## WHAT THIS TASK INVOLVES
Restate the entries word for word and skip every image.

Image-backed grounding data

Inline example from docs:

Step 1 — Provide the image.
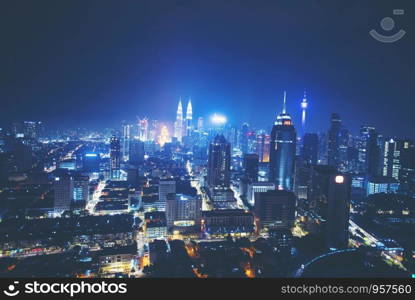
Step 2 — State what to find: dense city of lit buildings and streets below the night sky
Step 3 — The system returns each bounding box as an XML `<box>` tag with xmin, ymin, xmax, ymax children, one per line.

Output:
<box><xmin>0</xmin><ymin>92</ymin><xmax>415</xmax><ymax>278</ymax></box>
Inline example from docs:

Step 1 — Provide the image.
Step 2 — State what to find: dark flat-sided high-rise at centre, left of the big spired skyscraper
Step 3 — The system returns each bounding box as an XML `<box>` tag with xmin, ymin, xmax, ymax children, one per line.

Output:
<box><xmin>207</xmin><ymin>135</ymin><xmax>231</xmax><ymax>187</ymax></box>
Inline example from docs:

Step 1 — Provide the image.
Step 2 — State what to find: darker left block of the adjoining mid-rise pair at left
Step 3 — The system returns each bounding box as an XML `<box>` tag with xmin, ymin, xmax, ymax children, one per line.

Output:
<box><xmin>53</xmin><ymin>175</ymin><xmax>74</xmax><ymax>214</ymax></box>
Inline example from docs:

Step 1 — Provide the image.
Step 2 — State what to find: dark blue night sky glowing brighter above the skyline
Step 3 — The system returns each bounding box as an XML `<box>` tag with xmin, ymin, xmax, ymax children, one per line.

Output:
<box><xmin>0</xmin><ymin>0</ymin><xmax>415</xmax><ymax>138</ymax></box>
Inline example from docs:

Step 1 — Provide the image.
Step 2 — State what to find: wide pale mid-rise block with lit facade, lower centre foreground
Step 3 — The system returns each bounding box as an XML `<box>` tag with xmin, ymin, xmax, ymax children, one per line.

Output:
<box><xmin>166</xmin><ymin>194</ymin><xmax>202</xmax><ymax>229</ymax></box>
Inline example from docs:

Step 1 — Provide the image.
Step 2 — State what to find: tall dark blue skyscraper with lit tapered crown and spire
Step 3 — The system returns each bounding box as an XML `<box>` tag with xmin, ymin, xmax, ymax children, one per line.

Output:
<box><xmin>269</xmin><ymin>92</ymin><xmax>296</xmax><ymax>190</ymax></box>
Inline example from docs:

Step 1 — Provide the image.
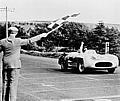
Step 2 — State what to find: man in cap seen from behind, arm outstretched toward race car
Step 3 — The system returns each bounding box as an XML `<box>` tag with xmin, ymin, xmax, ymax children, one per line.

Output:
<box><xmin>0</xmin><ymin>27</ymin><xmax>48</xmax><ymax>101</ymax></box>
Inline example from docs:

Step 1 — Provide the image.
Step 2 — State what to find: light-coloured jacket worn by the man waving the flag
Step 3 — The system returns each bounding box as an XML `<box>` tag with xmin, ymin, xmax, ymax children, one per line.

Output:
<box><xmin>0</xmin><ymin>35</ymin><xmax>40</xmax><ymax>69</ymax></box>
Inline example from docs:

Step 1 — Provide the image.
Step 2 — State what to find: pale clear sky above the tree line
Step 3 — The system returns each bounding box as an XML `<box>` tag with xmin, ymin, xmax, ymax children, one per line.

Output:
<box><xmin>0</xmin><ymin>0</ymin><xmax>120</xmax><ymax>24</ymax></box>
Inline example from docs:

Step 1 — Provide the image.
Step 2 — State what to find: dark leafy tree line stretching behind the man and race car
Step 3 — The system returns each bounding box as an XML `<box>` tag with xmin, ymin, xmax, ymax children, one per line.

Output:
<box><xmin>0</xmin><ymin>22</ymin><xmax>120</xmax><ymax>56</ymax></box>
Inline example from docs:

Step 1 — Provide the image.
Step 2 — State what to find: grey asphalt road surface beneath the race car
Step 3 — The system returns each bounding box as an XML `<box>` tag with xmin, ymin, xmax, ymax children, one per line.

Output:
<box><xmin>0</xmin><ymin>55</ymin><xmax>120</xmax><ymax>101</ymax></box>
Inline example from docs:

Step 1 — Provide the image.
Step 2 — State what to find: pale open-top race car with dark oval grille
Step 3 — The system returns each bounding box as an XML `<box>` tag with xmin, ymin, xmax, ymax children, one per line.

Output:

## ANSWER SPACE
Inline example from docs:

Step 1 — Provide the image.
Step 2 — State what to find: dense city of lit buildings and streets below the night sky
Step 3 — The system returns each bounding box as an XML `<box>` tag with xmin, ymin, xmax, ymax children, one per line.

Output:
<box><xmin>0</xmin><ymin>92</ymin><xmax>415</xmax><ymax>278</ymax></box>
Inline example from docs:

Step 1 — Provide the image.
Step 2 — State what to find: dark flat-sided high-rise at centre, left of the big spired skyscraper
Step 3 — The system returns each bounding box as an XML `<box>` tag with xmin, ymin, xmax, ymax children, one per line.

Output:
<box><xmin>207</xmin><ymin>135</ymin><xmax>231</xmax><ymax>187</ymax></box>
Inline example from docs:

Step 1 — Provide the image.
Step 2 — State what to find: darker left block of the adjoining mid-rise pair at left
Step 3 — The system returns each bounding box as an XML `<box>` tag with xmin, ymin, xmax, ymax children, one per line.

Output:
<box><xmin>53</xmin><ymin>175</ymin><xmax>74</xmax><ymax>214</ymax></box>
Inline example from docs:

Step 1 — Provide the image.
Step 2 — State what to find: dark blue night sky glowing brighter above the skyline
Step 3 — The system returns each bounding box as an XML `<box>` tag with xmin, ymin, xmax, ymax children, one per line.

Output:
<box><xmin>0</xmin><ymin>0</ymin><xmax>415</xmax><ymax>138</ymax></box>
Inline example from docs:

Step 1 — Provide the image.
Step 2 — State what to find: wide pale mid-rise block with lit facade, lower centre foreground
Step 3 — The system returns each bounding box as an XML `<box>` tag with xmin, ymin, xmax, ymax children, one per line.

Output:
<box><xmin>166</xmin><ymin>194</ymin><xmax>202</xmax><ymax>229</ymax></box>
Inline example from docs:

Step 1 — Provide the image.
Step 2 — State what to find: tall dark blue skyscraper with lit tapered crown and spire
Step 3 — The system returns each bounding box as an XML `<box>` tag with xmin, ymin, xmax, ymax children, one per line.

Output:
<box><xmin>269</xmin><ymin>92</ymin><xmax>296</xmax><ymax>190</ymax></box>
Inline example from docs:

Step 1 — Provide the image.
Step 2 — State what to find: man in cap seen from behind, arm outstretched toward race car
Step 3 — The system returns each bounding box as an XML `<box>` tag with xmin, ymin, xmax, ymax children, one per line.

Output:
<box><xmin>0</xmin><ymin>27</ymin><xmax>48</xmax><ymax>101</ymax></box>
Inline example from docs:

Step 1 — Provide the image.
Step 2 — State what to find: light-coloured jacket worn by the man waving the flag
Step 3 — The system returns each bounding box as an XML `<box>` tag with xmin, ymin, xmax, ymax children, one per line.

Output:
<box><xmin>0</xmin><ymin>35</ymin><xmax>40</xmax><ymax>69</ymax></box>
Inline example from docs:

Step 1 — Provide the image.
Step 2 — State what to find: pale clear sky above the tree line
Step 3 — The system returns each bounding box as an XML `<box>` tag with xmin, ymin, xmax, ymax children, one per line.

Output:
<box><xmin>0</xmin><ymin>0</ymin><xmax>120</xmax><ymax>24</ymax></box>
Inline example from docs:

Step 1 — Provide the image.
Step 2 — State what to find: dark leafy tree line stretching behind the man and race car
Step 3 — The system returns each bounding box as an XML `<box>` tag with xmin, ymin, xmax, ymax children, one per line.

Output:
<box><xmin>0</xmin><ymin>22</ymin><xmax>120</xmax><ymax>56</ymax></box>
Inline example from docs:

Step 1 — Provide the image.
Step 2 — State what to find: grey asphalt road surface beneath the race car
Step 3 — The system returns each bounding box as an XML `<box>` tag with xmin, ymin, xmax, ymax children, one per line.

Output:
<box><xmin>0</xmin><ymin>55</ymin><xmax>120</xmax><ymax>101</ymax></box>
Inline example from docs:

Step 1 — Provide the image.
Step 2 — State what to find: pale open-top race car with dark oval grille
Step 3 — The system returns each bounding box as an XML `<box>` tag with xmin, ymin, xmax, ymax children, one per line.

Output:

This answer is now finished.